= Brief =
Return the lines below word for word, beginning at the line that contains "of the green" and continuing through the final line.

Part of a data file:
==========

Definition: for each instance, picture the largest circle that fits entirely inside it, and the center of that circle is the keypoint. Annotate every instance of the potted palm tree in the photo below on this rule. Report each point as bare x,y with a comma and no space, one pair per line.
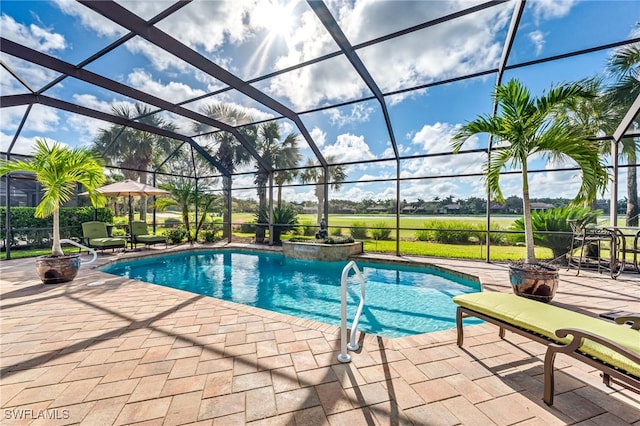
58,169
527,127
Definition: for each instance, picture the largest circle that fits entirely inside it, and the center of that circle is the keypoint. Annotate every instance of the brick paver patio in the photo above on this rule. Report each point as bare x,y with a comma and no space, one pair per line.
107,350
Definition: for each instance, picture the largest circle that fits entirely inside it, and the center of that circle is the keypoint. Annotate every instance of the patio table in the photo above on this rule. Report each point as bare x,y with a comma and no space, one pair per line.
621,247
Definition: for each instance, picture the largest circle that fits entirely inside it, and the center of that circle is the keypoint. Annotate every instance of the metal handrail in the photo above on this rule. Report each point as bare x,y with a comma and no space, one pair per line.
353,345
88,249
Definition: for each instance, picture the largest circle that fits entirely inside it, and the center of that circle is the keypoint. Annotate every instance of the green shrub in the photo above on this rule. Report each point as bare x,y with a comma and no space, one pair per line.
209,236
329,240
172,222
381,231
308,228
551,228
359,230
247,227
35,231
338,240
176,235
458,232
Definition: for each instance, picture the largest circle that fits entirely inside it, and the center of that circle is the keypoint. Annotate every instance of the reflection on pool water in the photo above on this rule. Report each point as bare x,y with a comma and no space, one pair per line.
400,300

==========

= Answer for this exercise =
Definition: for each instance, picture the largest circle that fits entirely inside it, and the center of that circle is the keypoint. Annotate every instance of the green shrub in the photo above on this rule. Report each point as bare x,y with a comma and no space, one pair per line.
209,236
329,240
172,222
381,231
308,228
551,228
359,230
247,227
35,231
338,240
176,235
458,232
Definition: for each instance, picture the largest circle that fits entirely inside it, and the center of that circle is the keypoint. Annotate every instance of the reflection on pool water in the photo above on this rule. Report each point as bare x,y with a comma and no space, one pair per line.
400,300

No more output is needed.